__What the task asks__: Lines of the listing that contain "pinnacle" need to be copied.

__Source material__:
----------

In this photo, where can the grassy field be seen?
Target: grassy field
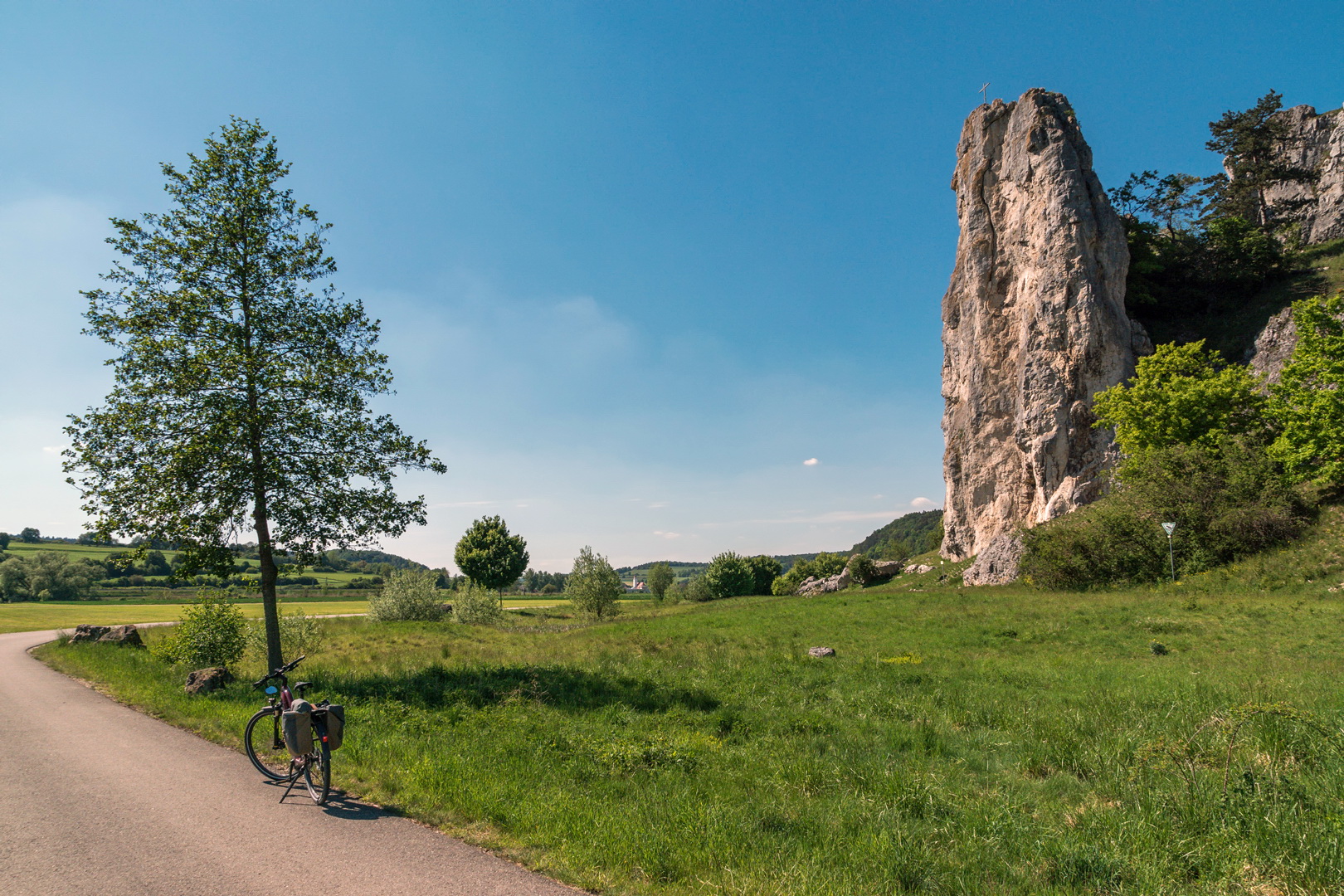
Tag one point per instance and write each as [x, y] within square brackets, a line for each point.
[51, 614]
[1181, 739]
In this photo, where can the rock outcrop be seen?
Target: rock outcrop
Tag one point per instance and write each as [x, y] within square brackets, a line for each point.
[1274, 345]
[125, 635]
[203, 681]
[1313, 144]
[1034, 323]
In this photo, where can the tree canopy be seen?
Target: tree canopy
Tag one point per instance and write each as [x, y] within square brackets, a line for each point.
[489, 557]
[240, 397]
[1308, 406]
[1181, 395]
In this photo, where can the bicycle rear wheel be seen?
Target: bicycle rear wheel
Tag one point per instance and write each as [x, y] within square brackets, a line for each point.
[318, 772]
[265, 747]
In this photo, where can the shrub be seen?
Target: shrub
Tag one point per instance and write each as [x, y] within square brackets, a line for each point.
[1227, 503]
[212, 633]
[660, 577]
[409, 596]
[763, 571]
[476, 605]
[593, 586]
[824, 564]
[728, 575]
[698, 590]
[300, 635]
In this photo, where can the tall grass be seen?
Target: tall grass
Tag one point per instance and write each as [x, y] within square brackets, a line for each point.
[992, 740]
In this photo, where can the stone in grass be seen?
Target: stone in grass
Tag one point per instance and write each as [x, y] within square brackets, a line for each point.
[125, 635]
[207, 680]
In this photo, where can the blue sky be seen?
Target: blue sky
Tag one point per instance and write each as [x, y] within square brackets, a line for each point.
[636, 262]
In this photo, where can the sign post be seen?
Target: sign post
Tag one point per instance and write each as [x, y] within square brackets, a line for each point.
[1171, 553]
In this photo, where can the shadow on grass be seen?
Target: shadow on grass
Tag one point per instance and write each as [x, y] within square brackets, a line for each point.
[563, 688]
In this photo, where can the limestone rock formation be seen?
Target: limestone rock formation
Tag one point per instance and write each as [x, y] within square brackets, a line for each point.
[996, 563]
[1274, 345]
[1315, 143]
[1034, 323]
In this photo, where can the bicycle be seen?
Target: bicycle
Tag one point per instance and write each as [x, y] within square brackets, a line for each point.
[272, 757]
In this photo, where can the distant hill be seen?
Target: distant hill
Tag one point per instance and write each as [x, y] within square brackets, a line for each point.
[903, 538]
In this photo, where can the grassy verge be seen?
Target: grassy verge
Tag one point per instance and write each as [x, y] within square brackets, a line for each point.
[992, 740]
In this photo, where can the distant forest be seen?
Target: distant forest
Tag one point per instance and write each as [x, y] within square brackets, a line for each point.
[905, 536]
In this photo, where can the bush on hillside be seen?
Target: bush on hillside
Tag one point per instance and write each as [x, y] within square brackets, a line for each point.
[594, 587]
[409, 596]
[476, 605]
[823, 566]
[46, 575]
[212, 633]
[728, 575]
[763, 570]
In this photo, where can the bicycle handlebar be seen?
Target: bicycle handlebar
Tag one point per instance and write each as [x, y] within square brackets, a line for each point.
[277, 674]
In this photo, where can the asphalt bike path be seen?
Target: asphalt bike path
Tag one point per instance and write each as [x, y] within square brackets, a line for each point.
[100, 800]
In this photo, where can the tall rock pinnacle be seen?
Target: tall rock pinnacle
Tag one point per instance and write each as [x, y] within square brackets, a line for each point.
[1034, 323]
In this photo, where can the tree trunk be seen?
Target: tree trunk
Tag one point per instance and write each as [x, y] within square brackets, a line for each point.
[270, 610]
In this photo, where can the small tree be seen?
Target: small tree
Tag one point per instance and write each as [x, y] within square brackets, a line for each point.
[1252, 144]
[407, 596]
[241, 395]
[593, 586]
[489, 557]
[728, 575]
[660, 577]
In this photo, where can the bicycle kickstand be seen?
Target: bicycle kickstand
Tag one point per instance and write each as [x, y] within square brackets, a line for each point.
[293, 779]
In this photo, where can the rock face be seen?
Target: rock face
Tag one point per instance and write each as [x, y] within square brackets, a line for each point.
[1316, 144]
[1274, 345]
[1034, 323]
[996, 563]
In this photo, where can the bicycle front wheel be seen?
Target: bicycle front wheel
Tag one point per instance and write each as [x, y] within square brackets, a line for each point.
[318, 772]
[265, 747]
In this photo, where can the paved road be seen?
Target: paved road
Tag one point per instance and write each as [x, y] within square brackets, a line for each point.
[97, 798]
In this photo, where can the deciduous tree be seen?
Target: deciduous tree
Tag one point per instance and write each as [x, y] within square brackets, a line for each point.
[593, 586]
[240, 397]
[489, 557]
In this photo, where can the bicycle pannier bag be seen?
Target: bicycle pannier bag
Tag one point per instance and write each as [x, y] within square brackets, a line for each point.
[297, 723]
[335, 726]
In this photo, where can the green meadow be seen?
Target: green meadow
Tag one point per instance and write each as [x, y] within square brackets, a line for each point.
[1181, 739]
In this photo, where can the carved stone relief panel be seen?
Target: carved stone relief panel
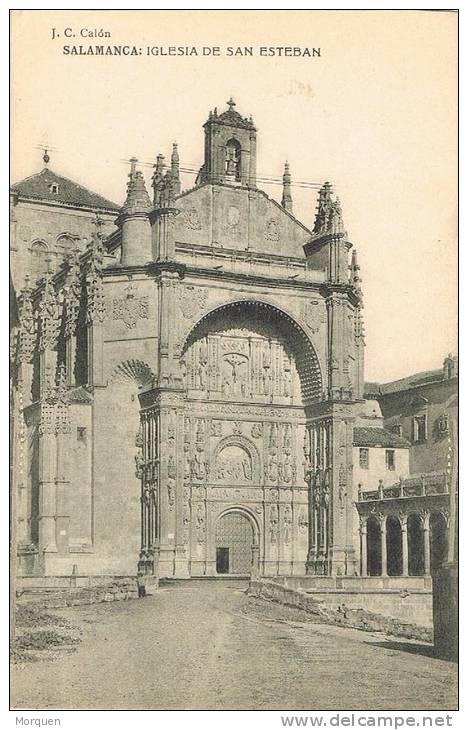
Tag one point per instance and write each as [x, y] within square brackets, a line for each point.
[240, 365]
[233, 465]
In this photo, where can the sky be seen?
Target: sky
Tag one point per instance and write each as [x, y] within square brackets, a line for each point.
[375, 114]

----------

__Response__:
In this photo, where can the tall rock pinnacle be seen?
Target: tall rock pinnacle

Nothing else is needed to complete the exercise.